* EXTRACT TO READ
────────────────────────────────────────
How should I view cancel culture?

The cancel culture is a very wide and trending topic for the last few years. It can range from canceling out amateurs because we think they’re not good enough, to canceling out those we think affect our well being, to canceling out public figures.

Here, let’s talk about something personal. Something that only you and God knows. Something that resides deep in your heart such as a personal relationship with people that you have or have had.

Maybe you’ve tried canceling people out, cutting ties, unfollowing or unfriending someone on social media. Or you might have been canceled out by those you treated as close friends or family members.

Before anything else, here is a disclaimer that nowhere here in this post considers those who are diagnosed with depressive mental illness (or something else) which requires one to distant oneself from certain people for healing. If you’re in the said state, and some people bring out the trauma/s you’ve had in the past which makes you unable to function, then this might not be for you. However, if you decide to read on, I hope that the points addressed in this blog bless you in many other different ways.
────────────────────────────────────────
* WORK REQUEST
Duplicate the passage of the cancel culture text above, from "The cancel culture" to "or family members.".

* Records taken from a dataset
────────────────────────────────────────
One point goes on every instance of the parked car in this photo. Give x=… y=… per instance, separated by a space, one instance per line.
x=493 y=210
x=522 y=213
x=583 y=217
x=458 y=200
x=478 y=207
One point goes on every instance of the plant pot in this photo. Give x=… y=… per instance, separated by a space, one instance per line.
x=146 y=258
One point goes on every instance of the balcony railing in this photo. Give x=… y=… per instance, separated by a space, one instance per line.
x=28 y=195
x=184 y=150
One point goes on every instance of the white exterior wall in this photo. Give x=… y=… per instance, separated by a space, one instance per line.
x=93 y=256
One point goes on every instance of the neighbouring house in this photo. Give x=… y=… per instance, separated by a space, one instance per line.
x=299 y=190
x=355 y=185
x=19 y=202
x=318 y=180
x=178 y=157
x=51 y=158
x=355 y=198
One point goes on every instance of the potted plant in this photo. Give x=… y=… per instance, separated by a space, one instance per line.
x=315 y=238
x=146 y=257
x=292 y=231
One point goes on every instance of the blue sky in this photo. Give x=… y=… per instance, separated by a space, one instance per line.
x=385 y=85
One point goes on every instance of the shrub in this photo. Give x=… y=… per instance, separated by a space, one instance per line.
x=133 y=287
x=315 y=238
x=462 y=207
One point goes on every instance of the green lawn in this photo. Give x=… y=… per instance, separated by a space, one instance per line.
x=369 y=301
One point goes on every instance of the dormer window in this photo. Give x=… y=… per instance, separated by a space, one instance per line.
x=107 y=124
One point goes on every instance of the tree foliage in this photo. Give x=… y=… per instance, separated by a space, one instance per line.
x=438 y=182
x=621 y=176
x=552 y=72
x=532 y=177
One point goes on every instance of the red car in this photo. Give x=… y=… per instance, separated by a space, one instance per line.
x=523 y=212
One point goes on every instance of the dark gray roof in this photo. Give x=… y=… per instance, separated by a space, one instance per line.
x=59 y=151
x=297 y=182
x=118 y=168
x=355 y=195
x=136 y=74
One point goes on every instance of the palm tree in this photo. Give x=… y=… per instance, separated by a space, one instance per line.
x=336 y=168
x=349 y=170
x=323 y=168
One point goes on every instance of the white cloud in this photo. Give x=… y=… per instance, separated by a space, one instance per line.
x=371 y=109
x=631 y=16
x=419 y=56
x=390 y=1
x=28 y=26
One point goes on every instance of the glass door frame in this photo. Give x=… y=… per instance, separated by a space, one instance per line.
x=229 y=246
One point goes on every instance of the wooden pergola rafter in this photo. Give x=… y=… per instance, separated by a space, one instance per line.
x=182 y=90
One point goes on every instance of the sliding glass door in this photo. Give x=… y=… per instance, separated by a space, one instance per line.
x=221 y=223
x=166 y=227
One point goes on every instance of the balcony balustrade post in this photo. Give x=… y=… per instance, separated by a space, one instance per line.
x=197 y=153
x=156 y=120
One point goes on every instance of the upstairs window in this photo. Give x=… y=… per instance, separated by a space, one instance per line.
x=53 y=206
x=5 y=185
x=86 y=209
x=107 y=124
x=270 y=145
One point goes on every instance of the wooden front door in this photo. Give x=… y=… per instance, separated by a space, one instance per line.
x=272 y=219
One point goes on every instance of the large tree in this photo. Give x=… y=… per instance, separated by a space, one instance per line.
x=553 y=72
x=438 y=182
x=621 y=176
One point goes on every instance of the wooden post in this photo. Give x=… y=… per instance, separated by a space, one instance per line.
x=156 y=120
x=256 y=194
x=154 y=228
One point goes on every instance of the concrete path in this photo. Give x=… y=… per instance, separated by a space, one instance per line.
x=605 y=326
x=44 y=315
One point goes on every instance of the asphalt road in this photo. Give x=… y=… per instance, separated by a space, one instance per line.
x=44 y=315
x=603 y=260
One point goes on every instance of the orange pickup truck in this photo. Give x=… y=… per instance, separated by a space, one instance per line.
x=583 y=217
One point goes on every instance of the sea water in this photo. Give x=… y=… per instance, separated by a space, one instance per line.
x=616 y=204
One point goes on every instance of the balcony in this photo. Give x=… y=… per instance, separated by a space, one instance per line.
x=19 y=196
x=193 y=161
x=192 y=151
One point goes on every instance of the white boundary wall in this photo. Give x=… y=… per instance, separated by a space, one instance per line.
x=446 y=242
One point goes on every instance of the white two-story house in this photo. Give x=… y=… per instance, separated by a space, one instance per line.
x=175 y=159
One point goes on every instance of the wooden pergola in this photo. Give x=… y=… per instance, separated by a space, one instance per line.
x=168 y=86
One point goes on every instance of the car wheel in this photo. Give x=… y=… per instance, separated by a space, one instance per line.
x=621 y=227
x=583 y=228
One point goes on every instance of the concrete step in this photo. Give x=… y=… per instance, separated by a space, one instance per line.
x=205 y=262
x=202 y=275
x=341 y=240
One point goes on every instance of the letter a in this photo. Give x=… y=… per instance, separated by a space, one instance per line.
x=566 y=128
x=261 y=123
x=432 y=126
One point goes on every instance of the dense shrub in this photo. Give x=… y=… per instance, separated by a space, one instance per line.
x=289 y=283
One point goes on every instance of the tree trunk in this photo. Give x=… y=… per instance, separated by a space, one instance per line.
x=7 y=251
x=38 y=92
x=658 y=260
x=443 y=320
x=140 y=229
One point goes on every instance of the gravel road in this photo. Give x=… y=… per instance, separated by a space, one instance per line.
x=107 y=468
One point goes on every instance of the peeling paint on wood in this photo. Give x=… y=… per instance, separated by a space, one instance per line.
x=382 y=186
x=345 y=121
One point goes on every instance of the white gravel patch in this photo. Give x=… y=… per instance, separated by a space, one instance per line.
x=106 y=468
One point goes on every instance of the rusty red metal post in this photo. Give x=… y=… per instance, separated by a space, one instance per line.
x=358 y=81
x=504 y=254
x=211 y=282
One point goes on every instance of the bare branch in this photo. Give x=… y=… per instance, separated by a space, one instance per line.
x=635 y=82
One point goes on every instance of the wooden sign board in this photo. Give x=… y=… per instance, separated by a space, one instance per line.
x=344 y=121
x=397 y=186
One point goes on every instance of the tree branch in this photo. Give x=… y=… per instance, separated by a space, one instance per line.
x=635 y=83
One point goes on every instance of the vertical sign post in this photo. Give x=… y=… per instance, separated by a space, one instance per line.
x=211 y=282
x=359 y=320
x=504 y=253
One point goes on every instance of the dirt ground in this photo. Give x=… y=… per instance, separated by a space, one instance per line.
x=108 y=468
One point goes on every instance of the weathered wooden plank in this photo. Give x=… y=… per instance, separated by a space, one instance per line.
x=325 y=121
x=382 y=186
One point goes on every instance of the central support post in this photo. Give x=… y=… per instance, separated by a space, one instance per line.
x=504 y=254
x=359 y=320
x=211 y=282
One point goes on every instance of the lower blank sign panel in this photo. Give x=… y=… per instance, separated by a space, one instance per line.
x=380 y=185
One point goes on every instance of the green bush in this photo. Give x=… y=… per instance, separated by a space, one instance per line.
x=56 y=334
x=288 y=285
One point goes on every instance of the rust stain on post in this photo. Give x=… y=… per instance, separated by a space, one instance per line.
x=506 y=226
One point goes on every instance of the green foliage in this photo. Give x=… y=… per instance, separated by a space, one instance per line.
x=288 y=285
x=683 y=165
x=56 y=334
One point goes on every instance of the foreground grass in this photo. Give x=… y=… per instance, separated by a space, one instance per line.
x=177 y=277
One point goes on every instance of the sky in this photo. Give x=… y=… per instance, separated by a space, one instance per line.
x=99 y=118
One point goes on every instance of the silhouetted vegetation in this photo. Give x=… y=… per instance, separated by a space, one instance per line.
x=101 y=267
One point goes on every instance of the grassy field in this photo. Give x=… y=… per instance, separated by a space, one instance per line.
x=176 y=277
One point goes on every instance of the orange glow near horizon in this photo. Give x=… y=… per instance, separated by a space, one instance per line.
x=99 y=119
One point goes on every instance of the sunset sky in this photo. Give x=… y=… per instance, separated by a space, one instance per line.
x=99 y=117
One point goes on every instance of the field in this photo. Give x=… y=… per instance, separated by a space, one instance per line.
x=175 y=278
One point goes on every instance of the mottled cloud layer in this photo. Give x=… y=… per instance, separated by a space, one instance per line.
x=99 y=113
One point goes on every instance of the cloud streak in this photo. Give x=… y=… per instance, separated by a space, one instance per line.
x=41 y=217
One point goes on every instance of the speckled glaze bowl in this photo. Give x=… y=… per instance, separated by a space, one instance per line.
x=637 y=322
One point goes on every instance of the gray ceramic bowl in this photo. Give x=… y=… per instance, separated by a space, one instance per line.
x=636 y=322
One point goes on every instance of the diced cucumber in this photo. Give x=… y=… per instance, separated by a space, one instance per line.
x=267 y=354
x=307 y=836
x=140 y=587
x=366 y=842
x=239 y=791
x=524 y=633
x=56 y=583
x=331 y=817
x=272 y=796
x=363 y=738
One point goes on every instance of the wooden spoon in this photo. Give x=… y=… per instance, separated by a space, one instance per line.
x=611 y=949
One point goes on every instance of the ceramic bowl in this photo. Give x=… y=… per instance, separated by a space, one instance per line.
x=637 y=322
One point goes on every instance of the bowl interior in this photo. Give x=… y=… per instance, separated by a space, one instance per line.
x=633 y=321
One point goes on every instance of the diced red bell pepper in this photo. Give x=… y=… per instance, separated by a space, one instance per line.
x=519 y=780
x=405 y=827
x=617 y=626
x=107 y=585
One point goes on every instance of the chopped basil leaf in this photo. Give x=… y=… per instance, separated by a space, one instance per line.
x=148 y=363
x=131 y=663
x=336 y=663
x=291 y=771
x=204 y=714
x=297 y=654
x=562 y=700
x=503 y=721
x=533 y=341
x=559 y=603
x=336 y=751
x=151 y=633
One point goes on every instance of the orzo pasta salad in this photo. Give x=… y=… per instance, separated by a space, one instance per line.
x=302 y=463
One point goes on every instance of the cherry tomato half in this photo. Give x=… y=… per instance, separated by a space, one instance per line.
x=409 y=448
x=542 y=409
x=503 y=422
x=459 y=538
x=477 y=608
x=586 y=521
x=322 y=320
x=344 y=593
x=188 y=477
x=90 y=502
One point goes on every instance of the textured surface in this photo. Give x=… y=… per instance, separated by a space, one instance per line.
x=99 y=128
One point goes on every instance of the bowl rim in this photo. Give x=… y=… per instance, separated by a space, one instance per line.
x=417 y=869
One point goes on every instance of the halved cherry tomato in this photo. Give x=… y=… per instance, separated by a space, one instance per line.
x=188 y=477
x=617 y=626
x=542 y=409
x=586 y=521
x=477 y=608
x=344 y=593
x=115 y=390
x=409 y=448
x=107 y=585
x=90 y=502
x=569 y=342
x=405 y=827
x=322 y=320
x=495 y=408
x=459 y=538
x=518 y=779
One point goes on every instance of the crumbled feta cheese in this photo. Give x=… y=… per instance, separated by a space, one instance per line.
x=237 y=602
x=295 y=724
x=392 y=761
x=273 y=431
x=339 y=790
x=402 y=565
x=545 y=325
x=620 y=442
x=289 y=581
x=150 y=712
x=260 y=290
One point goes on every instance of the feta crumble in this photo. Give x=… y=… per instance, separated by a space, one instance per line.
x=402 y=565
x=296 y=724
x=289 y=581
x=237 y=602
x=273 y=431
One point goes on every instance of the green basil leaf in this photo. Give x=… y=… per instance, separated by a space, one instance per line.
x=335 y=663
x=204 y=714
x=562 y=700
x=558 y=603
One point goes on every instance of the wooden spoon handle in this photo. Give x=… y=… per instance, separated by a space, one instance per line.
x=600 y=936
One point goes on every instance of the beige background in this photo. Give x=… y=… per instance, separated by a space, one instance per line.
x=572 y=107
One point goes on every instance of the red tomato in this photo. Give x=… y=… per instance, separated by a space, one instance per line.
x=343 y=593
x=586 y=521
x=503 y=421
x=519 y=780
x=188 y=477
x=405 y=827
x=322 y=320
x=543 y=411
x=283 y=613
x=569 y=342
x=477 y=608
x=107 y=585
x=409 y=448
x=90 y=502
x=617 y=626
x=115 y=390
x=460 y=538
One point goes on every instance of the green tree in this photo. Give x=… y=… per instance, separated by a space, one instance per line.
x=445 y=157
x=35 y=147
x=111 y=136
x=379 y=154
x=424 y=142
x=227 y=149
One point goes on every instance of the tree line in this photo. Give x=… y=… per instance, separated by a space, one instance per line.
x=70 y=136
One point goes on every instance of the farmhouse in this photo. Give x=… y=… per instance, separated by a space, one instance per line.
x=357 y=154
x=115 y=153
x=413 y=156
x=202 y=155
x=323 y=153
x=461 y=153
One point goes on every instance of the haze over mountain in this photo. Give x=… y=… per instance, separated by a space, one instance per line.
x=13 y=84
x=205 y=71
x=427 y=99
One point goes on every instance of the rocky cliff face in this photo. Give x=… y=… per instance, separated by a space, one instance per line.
────────────────────────────────────────
* WRITTEN SOLUTION
The cancel culture is a very wide and trending topic for the last few years. It can range from canceling out amateurs because we think they’re not good enough, to canceling out those we think affect our well being, to canceling out public figures.

Here, let’s talk about something personal. Something that only you and God knows. Something that resides deep in your heart such as a personal relationship with people that you have or have had.

Maybe you’ve tried canceling people out, cutting ties, unfollowing or unfriending someone on social media. Or you might have been canceled out by those you treated as close friends or family members.